INPUT RECORDS —
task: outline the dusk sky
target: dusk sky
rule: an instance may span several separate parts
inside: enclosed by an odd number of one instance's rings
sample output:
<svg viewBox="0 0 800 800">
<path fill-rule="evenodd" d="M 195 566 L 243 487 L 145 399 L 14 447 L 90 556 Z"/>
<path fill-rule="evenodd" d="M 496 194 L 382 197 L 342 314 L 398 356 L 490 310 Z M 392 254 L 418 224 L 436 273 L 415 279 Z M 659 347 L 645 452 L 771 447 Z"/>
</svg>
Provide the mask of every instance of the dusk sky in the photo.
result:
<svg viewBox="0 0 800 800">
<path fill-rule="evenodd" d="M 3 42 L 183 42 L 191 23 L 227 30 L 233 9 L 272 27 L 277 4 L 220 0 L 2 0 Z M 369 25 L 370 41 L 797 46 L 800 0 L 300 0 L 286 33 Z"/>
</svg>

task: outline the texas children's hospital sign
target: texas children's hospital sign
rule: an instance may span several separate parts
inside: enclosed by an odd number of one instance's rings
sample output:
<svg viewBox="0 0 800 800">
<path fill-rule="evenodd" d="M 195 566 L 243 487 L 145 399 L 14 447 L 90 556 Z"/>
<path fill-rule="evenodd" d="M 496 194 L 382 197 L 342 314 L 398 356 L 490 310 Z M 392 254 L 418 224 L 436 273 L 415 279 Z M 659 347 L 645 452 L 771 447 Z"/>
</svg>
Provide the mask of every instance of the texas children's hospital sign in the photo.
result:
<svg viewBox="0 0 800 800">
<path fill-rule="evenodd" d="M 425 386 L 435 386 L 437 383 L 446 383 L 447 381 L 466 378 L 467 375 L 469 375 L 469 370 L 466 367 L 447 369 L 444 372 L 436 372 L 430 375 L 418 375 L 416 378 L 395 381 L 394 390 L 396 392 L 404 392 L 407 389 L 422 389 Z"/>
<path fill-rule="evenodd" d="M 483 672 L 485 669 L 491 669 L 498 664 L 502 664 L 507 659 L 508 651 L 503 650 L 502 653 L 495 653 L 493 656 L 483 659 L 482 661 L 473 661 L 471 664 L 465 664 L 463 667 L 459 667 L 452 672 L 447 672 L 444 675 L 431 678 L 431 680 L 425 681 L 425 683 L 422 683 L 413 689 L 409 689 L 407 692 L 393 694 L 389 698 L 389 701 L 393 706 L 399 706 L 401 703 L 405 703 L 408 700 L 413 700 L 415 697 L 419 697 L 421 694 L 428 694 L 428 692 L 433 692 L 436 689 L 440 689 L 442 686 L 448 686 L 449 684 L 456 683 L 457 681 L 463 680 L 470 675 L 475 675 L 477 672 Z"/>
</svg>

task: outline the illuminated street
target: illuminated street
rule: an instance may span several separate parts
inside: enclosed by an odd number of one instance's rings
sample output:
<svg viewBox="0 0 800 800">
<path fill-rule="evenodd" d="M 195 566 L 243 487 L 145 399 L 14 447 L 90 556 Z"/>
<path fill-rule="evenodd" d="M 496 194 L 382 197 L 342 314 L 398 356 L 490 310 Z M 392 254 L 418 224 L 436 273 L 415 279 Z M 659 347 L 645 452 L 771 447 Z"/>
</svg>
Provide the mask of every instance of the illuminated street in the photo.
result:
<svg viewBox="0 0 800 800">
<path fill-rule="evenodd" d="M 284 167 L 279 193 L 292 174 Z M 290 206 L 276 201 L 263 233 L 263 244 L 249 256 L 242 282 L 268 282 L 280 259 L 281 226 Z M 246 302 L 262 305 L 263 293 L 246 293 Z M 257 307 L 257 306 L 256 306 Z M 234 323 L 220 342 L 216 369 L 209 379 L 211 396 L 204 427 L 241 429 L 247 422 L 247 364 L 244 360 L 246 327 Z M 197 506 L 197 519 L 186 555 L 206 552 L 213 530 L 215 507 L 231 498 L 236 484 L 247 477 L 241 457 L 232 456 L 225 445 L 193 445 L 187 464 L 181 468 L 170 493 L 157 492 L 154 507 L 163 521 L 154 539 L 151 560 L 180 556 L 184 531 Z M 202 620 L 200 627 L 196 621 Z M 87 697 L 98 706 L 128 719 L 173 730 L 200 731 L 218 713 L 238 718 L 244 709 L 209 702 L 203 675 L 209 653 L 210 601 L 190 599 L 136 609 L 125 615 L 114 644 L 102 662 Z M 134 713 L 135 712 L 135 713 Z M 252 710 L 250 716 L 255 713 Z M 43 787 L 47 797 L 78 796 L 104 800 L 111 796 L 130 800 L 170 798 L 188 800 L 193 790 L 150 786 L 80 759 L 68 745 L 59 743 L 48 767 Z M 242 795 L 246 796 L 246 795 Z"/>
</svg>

PROBLEM DESCRIPTION — Determine how many lines above contain the word "street", then give the number by itself.

RESPONSE BELOW — 3